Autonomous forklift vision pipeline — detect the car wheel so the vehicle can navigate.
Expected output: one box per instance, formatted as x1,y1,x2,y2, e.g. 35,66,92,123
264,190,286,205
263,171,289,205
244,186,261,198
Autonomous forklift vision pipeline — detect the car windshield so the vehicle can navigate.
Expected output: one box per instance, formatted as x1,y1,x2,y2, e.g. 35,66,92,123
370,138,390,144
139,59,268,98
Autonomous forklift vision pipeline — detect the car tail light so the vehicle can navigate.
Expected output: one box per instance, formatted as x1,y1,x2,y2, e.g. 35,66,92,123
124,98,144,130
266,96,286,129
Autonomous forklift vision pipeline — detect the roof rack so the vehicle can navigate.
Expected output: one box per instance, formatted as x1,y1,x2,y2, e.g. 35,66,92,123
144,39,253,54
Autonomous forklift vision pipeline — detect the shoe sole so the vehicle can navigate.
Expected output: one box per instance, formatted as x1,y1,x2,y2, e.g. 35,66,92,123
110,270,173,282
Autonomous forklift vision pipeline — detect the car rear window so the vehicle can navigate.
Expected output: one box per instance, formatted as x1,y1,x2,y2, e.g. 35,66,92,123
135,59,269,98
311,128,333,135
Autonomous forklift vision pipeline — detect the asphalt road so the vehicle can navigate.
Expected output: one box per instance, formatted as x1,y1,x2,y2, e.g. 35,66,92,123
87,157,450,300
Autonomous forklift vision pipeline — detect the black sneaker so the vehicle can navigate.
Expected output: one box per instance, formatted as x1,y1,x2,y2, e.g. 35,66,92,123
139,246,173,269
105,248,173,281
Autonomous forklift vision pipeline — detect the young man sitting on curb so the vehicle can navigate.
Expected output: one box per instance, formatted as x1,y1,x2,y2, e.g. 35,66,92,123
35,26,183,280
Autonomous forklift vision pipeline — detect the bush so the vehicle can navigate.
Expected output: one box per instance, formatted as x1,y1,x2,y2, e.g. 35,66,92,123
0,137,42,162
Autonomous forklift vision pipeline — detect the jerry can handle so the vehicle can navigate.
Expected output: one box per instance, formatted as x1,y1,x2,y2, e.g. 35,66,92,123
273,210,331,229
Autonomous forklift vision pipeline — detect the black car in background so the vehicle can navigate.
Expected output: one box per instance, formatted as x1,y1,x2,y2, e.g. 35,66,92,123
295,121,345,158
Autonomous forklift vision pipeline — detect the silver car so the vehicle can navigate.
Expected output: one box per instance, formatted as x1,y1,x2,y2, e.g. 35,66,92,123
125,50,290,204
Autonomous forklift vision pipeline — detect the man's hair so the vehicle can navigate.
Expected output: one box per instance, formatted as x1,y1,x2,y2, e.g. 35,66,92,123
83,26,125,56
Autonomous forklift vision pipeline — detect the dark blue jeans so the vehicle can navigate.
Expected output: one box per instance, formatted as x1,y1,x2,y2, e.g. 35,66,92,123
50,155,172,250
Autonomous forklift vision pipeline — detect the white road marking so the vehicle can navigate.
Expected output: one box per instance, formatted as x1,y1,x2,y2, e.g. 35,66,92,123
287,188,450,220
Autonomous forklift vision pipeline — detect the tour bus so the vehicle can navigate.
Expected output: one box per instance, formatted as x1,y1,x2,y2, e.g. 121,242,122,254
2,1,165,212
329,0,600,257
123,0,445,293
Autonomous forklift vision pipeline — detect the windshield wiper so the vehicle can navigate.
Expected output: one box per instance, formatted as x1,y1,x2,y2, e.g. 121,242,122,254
____
Objective
Rewrite the listing from its first line through the line containing "139,59,268,98", changing "forklift" to "shuttle" and leaving every other character unchanged.

Answer
Autonomous shuttle vision pipeline — detect the car wheel so the vehicle can navigate.
Expected output: one box per instance, formatted as x1,y1,x2,y2, e.g. 35,66,92,123
264,190,286,205
263,171,289,205
244,186,261,198
Autonomous shuttle vision pipeline — detect the car windshield so the vehicle can navigate.
Expected output: one box per instance, formatted as x1,y1,x2,y2, e.g. 35,66,92,123
370,138,390,144
139,59,268,98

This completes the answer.